:: WORK INSTRUCTIONS ::
Quote the lines verbatim, beginning at the first line of the records and ending after the line that contains "86), (122, 85)]".
* Start EXCERPTED RECORDS *
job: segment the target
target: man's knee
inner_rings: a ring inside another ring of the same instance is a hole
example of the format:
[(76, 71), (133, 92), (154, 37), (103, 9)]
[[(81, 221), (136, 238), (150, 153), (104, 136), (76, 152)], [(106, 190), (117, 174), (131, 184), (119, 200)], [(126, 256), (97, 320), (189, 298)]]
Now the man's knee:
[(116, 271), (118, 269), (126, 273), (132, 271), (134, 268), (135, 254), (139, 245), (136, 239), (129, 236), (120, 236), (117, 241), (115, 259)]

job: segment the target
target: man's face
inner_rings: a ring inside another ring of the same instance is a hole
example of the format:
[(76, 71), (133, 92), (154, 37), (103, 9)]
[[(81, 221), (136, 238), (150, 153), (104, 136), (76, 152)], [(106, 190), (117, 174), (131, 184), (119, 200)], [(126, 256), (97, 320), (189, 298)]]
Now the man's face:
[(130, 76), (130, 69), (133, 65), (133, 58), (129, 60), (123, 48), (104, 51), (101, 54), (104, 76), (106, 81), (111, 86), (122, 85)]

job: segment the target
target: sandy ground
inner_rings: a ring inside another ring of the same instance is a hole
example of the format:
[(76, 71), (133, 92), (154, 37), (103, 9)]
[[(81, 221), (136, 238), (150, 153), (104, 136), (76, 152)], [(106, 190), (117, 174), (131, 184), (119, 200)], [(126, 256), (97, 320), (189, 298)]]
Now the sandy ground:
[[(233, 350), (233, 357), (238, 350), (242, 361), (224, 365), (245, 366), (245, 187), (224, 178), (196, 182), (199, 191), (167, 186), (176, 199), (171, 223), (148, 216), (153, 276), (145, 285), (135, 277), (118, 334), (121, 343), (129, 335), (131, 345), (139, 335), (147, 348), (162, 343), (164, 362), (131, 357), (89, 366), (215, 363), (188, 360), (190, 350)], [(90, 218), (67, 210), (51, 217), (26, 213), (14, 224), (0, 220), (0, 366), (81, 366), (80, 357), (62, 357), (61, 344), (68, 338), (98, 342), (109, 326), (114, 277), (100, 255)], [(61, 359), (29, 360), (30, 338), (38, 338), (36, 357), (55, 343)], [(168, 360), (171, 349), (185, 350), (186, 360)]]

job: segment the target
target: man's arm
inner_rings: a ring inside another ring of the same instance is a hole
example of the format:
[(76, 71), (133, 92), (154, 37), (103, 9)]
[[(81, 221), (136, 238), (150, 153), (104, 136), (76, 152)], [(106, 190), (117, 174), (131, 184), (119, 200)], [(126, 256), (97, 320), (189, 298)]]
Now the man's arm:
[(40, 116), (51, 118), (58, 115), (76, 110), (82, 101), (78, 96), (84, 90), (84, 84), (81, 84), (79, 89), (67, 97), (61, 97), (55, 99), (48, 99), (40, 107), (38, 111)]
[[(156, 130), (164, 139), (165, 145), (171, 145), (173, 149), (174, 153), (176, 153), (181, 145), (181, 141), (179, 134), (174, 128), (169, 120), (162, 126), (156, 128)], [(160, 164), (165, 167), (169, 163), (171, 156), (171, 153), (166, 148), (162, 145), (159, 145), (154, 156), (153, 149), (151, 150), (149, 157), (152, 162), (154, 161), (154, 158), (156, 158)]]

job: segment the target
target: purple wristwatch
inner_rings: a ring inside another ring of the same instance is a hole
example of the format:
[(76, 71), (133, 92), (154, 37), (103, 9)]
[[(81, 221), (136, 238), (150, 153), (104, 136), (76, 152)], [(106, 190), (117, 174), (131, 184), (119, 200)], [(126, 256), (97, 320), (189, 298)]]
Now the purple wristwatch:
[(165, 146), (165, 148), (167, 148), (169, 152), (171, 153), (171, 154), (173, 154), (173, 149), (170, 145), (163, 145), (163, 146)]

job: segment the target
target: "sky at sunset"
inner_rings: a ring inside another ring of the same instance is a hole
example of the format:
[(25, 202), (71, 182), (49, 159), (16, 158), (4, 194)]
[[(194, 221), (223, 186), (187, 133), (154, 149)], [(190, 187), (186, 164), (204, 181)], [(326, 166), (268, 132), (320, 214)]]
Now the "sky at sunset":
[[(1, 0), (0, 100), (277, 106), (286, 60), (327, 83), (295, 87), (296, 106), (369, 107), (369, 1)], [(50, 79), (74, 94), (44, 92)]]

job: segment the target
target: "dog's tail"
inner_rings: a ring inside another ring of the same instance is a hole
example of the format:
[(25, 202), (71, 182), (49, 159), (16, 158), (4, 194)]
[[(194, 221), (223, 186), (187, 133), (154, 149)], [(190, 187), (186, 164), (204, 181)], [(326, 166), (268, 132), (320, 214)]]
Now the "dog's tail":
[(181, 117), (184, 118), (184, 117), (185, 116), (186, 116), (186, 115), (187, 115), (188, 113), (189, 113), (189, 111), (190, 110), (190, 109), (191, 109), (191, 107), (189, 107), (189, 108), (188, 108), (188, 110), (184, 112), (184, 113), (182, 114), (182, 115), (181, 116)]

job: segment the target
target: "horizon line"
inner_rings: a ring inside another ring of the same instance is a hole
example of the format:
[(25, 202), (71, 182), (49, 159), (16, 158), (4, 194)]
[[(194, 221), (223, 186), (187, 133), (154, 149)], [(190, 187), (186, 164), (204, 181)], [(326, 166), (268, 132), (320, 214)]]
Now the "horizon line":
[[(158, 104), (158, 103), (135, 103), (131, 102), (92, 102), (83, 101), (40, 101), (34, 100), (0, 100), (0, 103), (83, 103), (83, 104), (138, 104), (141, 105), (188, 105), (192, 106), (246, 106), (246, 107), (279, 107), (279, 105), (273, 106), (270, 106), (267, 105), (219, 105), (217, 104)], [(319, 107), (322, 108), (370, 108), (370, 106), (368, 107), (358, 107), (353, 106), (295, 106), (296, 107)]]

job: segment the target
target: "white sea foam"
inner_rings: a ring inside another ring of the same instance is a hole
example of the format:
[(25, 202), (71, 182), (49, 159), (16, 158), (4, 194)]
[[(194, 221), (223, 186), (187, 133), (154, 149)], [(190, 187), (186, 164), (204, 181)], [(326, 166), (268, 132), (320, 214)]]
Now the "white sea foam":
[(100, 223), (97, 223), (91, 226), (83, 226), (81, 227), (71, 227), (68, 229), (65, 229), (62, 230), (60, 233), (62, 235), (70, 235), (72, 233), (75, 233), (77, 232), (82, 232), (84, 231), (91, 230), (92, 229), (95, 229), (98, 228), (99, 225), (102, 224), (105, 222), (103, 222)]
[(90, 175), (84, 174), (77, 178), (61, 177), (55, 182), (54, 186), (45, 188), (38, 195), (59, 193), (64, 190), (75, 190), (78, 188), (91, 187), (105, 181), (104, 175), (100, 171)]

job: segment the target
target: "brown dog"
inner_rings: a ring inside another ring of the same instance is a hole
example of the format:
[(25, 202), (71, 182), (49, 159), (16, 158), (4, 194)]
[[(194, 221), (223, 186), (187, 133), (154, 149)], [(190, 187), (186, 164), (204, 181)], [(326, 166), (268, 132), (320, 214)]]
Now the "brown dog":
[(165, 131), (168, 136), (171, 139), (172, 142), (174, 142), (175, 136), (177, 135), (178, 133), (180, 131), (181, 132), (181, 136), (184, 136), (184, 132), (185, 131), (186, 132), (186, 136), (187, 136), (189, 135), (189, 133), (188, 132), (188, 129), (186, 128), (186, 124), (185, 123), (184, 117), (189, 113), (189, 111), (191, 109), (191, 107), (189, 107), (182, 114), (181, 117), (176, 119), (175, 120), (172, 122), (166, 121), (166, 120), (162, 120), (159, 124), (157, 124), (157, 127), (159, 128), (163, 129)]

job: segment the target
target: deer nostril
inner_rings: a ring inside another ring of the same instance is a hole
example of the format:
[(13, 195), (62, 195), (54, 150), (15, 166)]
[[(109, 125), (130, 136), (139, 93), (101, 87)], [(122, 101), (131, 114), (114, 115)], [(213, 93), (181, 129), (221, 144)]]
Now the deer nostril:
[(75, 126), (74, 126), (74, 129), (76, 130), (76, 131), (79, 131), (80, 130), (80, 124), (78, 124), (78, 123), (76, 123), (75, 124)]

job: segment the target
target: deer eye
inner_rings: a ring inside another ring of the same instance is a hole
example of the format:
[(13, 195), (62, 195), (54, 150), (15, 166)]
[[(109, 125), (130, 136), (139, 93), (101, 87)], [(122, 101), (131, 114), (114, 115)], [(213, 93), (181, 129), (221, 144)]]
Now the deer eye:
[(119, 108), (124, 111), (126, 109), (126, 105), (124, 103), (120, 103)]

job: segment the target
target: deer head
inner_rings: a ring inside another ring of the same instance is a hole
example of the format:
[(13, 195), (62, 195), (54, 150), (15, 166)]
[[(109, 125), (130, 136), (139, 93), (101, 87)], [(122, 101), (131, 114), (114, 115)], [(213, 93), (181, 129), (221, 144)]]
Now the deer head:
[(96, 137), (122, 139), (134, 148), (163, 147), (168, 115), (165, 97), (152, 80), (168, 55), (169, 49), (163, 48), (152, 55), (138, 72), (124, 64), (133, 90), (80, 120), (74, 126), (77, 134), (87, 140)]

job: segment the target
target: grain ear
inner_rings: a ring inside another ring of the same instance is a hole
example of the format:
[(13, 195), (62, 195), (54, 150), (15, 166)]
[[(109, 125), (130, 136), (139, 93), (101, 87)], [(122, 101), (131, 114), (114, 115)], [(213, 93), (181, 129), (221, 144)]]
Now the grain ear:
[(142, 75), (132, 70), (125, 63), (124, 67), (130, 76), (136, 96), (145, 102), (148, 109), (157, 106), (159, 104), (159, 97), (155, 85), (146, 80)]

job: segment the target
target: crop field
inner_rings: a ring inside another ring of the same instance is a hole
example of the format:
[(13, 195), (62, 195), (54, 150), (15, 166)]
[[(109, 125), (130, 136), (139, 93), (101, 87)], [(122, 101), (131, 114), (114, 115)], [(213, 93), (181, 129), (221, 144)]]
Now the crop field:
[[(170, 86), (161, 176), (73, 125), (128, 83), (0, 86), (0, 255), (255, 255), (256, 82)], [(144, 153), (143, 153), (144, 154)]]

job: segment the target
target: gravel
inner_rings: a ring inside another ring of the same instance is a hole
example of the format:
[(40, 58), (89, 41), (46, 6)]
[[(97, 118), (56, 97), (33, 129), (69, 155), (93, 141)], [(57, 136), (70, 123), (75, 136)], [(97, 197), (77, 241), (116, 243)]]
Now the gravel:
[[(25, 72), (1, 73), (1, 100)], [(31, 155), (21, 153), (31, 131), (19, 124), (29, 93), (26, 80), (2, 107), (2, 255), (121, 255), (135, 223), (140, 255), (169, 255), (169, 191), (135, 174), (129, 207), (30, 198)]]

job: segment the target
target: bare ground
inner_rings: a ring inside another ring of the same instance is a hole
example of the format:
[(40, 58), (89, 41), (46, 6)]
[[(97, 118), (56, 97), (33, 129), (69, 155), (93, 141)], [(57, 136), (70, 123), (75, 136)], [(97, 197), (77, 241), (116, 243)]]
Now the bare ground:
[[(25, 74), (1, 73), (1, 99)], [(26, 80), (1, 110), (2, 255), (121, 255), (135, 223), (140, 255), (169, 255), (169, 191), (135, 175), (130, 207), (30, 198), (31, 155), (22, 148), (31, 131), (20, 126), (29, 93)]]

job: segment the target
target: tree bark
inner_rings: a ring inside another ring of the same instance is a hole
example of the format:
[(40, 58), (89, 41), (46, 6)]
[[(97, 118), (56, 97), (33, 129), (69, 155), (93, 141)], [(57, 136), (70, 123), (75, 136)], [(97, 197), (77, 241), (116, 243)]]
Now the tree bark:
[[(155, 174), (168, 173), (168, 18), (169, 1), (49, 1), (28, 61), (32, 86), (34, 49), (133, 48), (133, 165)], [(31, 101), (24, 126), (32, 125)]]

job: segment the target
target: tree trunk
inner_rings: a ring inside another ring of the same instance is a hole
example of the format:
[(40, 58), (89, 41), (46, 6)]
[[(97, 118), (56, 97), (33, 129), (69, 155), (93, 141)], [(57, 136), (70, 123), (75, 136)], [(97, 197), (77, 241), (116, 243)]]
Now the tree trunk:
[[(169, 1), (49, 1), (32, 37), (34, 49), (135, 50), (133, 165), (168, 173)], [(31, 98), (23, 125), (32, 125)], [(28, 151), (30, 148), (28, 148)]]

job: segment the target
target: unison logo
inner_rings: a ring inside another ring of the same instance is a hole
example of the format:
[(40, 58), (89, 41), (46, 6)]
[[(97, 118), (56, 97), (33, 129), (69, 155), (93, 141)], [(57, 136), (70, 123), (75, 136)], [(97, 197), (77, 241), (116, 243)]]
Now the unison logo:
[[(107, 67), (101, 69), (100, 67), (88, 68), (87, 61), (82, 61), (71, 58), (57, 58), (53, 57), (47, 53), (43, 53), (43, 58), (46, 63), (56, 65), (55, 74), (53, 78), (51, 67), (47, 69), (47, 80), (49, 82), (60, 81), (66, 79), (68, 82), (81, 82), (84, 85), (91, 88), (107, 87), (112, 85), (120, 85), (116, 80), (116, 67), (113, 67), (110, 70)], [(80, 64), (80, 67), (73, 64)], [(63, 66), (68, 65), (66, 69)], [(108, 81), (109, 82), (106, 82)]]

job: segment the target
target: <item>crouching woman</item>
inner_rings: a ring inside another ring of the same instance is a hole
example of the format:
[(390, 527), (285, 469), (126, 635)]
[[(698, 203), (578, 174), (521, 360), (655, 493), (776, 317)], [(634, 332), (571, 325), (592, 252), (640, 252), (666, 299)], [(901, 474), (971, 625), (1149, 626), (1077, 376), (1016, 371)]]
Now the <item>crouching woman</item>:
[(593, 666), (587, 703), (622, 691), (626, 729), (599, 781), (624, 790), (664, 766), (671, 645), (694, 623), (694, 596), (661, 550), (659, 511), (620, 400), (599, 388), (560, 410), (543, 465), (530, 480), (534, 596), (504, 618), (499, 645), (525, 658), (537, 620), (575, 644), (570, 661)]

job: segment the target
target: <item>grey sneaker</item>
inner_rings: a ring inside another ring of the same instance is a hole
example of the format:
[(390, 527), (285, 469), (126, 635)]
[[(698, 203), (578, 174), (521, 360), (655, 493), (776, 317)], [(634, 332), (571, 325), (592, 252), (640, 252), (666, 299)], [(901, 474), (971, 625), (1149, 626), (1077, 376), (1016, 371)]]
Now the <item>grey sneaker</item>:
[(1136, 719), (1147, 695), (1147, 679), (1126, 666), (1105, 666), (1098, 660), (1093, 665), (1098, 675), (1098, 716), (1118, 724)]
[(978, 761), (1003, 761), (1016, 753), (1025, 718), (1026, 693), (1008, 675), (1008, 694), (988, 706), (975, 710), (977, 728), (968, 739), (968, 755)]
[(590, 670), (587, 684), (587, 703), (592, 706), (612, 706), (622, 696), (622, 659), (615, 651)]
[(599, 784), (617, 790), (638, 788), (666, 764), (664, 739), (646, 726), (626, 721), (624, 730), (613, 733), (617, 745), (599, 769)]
* End EXCERPTED RECORDS *
:: COMPLETED EXERCISE ::
job: segment the target
target: man's knee
inner_rings: a ring inside another ring of the same instance is a hole
example of the format:
[(76, 71), (133, 92), (154, 37), (103, 9)]
[[(81, 221), (136, 238), (150, 153), (104, 136), (76, 152)], [(106, 190), (117, 174), (131, 184), (119, 200)], [(126, 256), (97, 320), (189, 298)]]
Now the man's knee:
[(116, 271), (118, 269), (126, 273), (132, 271), (134, 268), (135, 254), (139, 245), (136, 239), (129, 236), (120, 236), (117, 241), (115, 259)]

job: segment the target
target: man's face
inner_rings: a ring inside another ring of the same instance is a hole
example of the format:
[(76, 71), (133, 92), (154, 37), (103, 9)]
[[(81, 221), (136, 238), (150, 153), (104, 136), (76, 152)], [(106, 190), (117, 174), (131, 184), (119, 200)], [(126, 256), (97, 320), (189, 298)]]
Now the man's face:
[(130, 76), (130, 69), (133, 65), (133, 58), (129, 60), (123, 48), (104, 51), (101, 54), (104, 76), (106, 81), (111, 86), (122, 85)]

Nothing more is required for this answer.